▶ Work request: Each record that follows must be given again without alteration.

(Referring expression data)
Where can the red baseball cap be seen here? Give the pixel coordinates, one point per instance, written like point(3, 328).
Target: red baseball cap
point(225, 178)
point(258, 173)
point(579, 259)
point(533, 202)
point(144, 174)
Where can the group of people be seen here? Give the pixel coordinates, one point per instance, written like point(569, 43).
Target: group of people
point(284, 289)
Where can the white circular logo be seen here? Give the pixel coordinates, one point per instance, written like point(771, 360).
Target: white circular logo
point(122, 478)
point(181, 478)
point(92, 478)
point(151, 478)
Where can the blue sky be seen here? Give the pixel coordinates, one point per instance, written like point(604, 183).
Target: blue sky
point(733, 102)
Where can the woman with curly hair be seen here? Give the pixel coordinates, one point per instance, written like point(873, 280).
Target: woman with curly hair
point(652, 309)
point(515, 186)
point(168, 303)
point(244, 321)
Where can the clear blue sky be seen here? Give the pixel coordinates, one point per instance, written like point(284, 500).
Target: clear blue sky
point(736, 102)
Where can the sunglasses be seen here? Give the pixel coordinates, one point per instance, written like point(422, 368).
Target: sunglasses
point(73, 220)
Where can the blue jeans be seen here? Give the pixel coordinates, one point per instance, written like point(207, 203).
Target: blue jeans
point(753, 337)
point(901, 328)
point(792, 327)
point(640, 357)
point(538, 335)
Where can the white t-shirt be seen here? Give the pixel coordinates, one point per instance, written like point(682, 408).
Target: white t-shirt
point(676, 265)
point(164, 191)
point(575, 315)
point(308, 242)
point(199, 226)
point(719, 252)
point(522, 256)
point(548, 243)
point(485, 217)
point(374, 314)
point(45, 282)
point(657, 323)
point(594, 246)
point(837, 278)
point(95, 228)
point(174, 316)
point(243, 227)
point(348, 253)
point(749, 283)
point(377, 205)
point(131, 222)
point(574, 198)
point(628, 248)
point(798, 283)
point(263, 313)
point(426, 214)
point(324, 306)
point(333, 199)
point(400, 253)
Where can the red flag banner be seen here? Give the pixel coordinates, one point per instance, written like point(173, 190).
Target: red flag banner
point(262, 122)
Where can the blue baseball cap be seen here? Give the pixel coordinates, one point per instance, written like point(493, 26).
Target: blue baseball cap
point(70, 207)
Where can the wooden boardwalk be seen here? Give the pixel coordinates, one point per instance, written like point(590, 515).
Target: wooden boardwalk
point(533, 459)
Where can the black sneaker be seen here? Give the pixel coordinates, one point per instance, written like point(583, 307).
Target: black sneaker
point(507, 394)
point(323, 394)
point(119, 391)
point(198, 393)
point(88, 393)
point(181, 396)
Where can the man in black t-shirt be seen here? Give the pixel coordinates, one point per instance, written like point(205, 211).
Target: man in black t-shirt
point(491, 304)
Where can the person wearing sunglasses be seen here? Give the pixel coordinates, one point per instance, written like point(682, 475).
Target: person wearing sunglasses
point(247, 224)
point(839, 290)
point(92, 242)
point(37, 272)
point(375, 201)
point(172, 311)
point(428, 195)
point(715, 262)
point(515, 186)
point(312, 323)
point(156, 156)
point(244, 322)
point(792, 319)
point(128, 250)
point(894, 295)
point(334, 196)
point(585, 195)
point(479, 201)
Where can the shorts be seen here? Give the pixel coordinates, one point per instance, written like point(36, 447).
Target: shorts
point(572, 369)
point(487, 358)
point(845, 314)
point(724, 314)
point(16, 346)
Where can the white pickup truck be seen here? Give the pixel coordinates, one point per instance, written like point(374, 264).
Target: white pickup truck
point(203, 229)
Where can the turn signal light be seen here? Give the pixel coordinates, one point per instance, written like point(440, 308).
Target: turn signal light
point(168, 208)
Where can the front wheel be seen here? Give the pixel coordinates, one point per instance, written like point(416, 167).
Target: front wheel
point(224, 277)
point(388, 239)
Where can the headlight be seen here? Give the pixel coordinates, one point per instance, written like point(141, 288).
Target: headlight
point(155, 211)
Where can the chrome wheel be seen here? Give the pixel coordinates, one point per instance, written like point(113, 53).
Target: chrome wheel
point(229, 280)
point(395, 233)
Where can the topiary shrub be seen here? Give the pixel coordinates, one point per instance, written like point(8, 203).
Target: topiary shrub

▶ Answer for the task:
Where can the red baseball cap be seen here? Give the pixel coordinates, one point per instance, written like point(3, 328).
Target: red baseball cap
point(225, 178)
point(258, 173)
point(579, 259)
point(533, 202)
point(144, 174)
Where can the group of people be seen here? Give the pixel coordinates, one point per instance, written like point(569, 43).
Target: group of people
point(284, 289)
Where can the white circular logo be seen here? Give the pixel coordinates, one point per instance, written like point(771, 360).
Target: white circular logo
point(122, 478)
point(181, 478)
point(92, 478)
point(151, 478)
Where can the blue sky be seen here? Give the pixel coordinates, one point per instance, written like point(604, 183).
Target: blue sky
point(733, 102)
Where can the woman with curly hair be seen here? Give the pixel coordinates, one point per instance, written like point(873, 280).
Target: woman with curly hair
point(652, 309)
point(515, 186)
point(168, 303)
point(244, 321)
Where can the clear blue sky be seen here? Give the pixel coordinates, one point per instance, written like point(284, 500).
Target: clear blue sky
point(736, 102)
Where can the sunglasses be seen here? Give the pixel coordinates, one point per instance, written like point(422, 368).
Target: sunglasses
point(73, 220)
Where can the blue jeans be seen here? Give the pixel coordinates, one point per instance, written like point(207, 203).
Target: blue jeans
point(753, 337)
point(901, 328)
point(792, 327)
point(640, 357)
point(538, 335)
Where can the white t-shirt be seen here? Give the pixel coordinates, one point per instance, written like point(682, 408).
Target: white t-shirt
point(676, 265)
point(164, 191)
point(575, 315)
point(308, 242)
point(199, 226)
point(719, 252)
point(522, 256)
point(548, 243)
point(485, 217)
point(374, 314)
point(45, 282)
point(657, 323)
point(594, 246)
point(837, 278)
point(95, 228)
point(174, 316)
point(243, 227)
point(348, 253)
point(749, 283)
point(377, 205)
point(131, 222)
point(574, 198)
point(628, 248)
point(798, 283)
point(263, 313)
point(426, 214)
point(324, 306)
point(333, 199)
point(400, 253)
Where can the red flag banner be seen here? Give the pixel coordinates, one point per instance, written like point(173, 190).
Target: red flag banner
point(262, 122)
Where can the blue baseball cap be seen here? Give the pixel coordinates, one point per instance, written like point(493, 26).
Target: blue baseball cap
point(70, 207)
Where can the wooden boardwalk be seen here? Give the pixel coordinates, one point per instance, written like point(590, 515).
Target: wooden boardwalk
point(533, 459)
Where can the black sneaker be seen here? Give the pixel coordinates, one point per instance, written like point(583, 307).
Target: black sneaker
point(507, 394)
point(323, 394)
point(119, 391)
point(198, 393)
point(88, 393)
point(181, 396)
Where can the man in black t-shirt be seen here? Give the pixel coordinates, one point per instance, written like point(205, 211).
Target: man in black t-shirt
point(491, 304)
Where can the person wearing sunglasses be seen here? Give the pixel coordinates, one point per instance, written like point(682, 475).
Target: person wearing sunglasses
point(247, 224)
point(839, 290)
point(92, 242)
point(37, 272)
point(375, 201)
point(172, 311)
point(428, 195)
point(715, 262)
point(515, 186)
point(312, 323)
point(156, 156)
point(244, 322)
point(792, 319)
point(128, 250)
point(894, 295)
point(334, 196)
point(585, 195)
point(479, 201)
Where can the shorts be seen here? Give the pixel coordinates, one point per instance, written like point(36, 447).
Target: shorts
point(572, 369)
point(487, 358)
point(845, 314)
point(724, 314)
point(16, 346)
Where can the white pickup truck be seen here? Give the pixel coordinates, one point per instance, written like point(374, 264).
Target: white pickup truck
point(203, 229)
Where can the turn signal light be seen here? Give the pixel coordinates, one point per instance, written like point(440, 308).
Target: turn signal light
point(168, 208)
Where can the front wheel be seen here? Give the pixel coordinates, one point per instance, written like point(416, 167).
Target: front wheel
point(224, 277)
point(388, 239)
Where can the headlight be seen here? Give the pixel coordinates, one point per instance, written like point(141, 288).
Target: headlight
point(155, 211)
Where can the chrome wheel be seen here? Give the pixel coordinates, one point per instance, written like point(113, 53).
Target: chrome wheel
point(229, 280)
point(395, 233)
Where can the topiary shrub be seen here? Give the pixel coordinates, one point per instance, written like point(8, 203).
Target: topiary shrub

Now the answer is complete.